- Objective:
Identify every line in the rows that contains the string "necklace" and copy each such line out in full.

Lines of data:
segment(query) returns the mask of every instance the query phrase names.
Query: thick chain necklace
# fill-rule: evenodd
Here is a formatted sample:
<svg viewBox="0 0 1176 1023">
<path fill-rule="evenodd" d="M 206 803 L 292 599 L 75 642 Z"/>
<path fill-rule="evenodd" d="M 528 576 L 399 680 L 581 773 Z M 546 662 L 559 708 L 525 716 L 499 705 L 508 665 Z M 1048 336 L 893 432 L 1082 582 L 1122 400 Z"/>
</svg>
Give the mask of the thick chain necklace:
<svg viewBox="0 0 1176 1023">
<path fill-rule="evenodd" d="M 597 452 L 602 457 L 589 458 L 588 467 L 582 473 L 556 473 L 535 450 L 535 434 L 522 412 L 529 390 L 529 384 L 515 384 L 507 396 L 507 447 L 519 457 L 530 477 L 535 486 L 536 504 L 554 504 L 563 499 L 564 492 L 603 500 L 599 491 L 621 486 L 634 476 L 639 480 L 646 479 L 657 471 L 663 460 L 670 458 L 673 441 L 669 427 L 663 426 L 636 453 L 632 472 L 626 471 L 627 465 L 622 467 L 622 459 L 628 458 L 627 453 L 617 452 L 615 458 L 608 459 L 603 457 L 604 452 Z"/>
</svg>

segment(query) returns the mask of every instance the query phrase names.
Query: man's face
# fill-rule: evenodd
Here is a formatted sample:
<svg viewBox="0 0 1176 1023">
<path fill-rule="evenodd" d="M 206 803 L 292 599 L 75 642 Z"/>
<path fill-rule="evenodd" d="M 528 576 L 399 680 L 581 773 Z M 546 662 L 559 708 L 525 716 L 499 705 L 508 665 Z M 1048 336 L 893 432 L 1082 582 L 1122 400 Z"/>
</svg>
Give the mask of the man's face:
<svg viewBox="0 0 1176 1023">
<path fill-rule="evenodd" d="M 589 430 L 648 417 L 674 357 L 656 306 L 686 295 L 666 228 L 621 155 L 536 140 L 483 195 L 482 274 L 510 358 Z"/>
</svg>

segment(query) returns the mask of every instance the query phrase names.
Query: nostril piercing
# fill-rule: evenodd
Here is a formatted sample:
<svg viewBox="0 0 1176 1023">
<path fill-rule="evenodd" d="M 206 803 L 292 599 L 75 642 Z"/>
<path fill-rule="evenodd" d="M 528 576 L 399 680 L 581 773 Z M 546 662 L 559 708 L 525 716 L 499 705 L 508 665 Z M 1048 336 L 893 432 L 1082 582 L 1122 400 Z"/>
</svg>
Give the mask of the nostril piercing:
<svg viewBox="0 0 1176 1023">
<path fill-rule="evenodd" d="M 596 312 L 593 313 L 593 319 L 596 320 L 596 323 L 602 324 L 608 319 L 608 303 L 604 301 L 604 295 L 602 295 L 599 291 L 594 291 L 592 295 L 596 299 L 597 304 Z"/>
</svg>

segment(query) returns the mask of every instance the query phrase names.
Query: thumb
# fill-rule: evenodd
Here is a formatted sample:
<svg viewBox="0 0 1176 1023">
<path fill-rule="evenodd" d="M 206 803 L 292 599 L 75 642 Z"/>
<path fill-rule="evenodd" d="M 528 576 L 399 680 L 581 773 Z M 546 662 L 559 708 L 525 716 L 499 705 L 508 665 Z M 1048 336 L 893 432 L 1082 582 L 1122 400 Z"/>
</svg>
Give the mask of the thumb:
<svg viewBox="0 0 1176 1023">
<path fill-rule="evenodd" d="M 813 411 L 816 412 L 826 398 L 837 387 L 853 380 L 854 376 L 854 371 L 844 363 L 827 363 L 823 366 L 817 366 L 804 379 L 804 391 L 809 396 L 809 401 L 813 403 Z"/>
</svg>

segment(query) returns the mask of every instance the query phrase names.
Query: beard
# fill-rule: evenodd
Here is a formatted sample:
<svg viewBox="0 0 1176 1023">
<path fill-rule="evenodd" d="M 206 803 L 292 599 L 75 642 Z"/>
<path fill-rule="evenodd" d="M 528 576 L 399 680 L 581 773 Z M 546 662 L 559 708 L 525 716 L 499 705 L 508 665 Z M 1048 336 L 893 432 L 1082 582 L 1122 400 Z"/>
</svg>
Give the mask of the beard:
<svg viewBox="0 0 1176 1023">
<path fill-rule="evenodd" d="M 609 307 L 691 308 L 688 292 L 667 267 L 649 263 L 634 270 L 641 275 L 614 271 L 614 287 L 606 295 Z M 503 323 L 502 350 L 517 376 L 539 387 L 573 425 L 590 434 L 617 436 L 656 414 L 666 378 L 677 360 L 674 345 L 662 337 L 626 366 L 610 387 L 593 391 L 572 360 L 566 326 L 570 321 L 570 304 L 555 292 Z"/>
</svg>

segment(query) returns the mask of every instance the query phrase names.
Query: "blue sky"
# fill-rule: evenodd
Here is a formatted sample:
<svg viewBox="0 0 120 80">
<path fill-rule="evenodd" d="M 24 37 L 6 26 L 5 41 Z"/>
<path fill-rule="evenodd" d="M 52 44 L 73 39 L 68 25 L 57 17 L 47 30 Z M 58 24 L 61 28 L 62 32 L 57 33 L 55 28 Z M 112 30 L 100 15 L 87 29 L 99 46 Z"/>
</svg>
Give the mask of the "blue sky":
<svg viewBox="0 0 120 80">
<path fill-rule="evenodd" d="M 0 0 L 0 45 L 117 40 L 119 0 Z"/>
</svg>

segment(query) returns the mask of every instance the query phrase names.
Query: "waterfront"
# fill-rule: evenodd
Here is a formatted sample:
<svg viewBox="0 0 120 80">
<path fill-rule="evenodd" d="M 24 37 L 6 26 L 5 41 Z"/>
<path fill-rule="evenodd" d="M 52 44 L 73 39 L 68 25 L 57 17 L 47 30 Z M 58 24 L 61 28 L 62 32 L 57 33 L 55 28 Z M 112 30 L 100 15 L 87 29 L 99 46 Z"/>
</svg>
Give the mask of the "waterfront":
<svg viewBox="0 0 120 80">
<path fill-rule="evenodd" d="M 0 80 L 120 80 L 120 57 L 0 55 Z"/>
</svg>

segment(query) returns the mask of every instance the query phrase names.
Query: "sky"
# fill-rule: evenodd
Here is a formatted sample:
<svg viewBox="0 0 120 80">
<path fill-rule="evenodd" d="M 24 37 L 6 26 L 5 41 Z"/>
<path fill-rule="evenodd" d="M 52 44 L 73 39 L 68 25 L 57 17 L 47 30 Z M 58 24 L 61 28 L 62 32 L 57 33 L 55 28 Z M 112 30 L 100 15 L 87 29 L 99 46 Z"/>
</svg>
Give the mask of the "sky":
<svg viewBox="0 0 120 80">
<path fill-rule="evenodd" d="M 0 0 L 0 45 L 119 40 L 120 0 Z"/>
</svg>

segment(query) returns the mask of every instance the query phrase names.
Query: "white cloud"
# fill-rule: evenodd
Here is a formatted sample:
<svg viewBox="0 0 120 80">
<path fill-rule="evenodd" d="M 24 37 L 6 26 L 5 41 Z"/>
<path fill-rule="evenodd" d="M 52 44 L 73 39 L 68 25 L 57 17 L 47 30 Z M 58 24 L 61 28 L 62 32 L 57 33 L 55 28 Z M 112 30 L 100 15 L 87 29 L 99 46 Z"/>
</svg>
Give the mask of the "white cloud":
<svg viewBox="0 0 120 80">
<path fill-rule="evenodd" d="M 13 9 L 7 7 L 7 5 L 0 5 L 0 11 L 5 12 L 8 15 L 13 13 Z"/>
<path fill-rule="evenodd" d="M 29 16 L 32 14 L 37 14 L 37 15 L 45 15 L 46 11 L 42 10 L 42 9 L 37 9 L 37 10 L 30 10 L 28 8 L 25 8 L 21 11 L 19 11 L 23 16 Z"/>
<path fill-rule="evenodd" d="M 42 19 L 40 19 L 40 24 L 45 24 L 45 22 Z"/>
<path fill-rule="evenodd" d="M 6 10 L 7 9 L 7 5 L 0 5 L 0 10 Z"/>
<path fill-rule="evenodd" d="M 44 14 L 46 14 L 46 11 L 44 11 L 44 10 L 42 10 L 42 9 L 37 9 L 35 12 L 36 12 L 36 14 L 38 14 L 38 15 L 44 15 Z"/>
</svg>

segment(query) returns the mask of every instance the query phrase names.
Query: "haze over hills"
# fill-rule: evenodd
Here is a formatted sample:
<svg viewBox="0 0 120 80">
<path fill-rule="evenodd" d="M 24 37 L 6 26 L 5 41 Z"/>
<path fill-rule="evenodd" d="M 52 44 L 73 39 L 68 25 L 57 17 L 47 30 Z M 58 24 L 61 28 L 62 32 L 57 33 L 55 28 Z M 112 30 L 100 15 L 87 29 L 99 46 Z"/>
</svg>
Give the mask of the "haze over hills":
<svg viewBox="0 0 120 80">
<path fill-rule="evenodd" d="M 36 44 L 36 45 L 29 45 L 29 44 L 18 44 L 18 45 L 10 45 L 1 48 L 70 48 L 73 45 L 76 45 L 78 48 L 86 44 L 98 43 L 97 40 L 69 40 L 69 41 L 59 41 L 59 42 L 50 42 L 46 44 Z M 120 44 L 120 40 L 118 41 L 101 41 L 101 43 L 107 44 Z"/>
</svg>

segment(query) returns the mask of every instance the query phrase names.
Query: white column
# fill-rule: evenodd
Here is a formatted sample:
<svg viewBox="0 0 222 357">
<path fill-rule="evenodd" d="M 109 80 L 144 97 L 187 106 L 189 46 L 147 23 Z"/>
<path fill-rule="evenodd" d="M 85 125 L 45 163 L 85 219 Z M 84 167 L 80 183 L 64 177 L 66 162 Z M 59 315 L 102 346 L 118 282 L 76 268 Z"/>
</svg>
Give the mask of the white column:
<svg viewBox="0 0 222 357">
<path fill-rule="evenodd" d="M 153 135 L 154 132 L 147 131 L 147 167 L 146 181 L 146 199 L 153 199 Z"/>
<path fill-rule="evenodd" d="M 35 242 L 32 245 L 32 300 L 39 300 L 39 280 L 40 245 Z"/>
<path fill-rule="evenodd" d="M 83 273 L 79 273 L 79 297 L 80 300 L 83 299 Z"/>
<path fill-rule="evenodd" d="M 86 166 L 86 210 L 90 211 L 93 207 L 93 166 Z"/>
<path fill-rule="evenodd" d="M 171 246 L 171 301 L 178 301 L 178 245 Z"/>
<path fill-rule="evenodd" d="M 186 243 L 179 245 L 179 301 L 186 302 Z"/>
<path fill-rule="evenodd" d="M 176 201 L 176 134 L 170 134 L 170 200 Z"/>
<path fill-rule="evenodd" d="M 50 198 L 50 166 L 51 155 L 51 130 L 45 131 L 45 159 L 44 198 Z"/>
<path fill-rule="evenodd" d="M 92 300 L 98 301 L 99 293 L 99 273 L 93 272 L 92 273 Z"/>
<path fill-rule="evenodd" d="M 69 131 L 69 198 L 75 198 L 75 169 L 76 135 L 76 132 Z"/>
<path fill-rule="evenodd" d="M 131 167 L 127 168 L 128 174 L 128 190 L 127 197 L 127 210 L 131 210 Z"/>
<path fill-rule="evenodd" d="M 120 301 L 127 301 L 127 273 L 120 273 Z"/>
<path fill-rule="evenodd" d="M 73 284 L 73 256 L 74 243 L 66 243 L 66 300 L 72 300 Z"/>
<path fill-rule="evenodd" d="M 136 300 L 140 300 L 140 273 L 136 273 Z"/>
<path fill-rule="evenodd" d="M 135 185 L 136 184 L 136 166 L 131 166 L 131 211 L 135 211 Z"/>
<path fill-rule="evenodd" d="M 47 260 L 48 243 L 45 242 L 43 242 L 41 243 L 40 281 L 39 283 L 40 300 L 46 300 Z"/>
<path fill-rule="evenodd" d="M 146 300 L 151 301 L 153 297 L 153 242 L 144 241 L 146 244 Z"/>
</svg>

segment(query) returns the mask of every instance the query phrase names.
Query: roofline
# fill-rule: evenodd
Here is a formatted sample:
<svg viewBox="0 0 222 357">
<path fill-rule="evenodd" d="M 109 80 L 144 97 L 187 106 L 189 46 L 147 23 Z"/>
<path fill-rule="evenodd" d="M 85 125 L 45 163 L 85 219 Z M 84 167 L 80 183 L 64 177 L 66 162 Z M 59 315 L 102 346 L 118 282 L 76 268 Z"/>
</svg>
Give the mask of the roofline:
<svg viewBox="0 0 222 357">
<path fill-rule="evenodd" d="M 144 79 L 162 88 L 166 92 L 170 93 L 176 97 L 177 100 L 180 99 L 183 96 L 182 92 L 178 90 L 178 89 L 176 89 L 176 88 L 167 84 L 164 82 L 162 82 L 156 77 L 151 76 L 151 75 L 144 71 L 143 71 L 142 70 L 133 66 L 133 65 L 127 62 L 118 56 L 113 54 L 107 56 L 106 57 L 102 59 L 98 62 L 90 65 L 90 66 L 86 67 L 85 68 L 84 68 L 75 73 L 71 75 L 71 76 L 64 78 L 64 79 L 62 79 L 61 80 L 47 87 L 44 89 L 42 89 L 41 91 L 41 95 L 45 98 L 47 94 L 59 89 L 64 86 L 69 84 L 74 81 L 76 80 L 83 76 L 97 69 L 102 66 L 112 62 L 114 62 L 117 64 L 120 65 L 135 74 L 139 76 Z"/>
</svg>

- Task response:
Query: thick chain necklace
Give the mask of the thick chain necklace:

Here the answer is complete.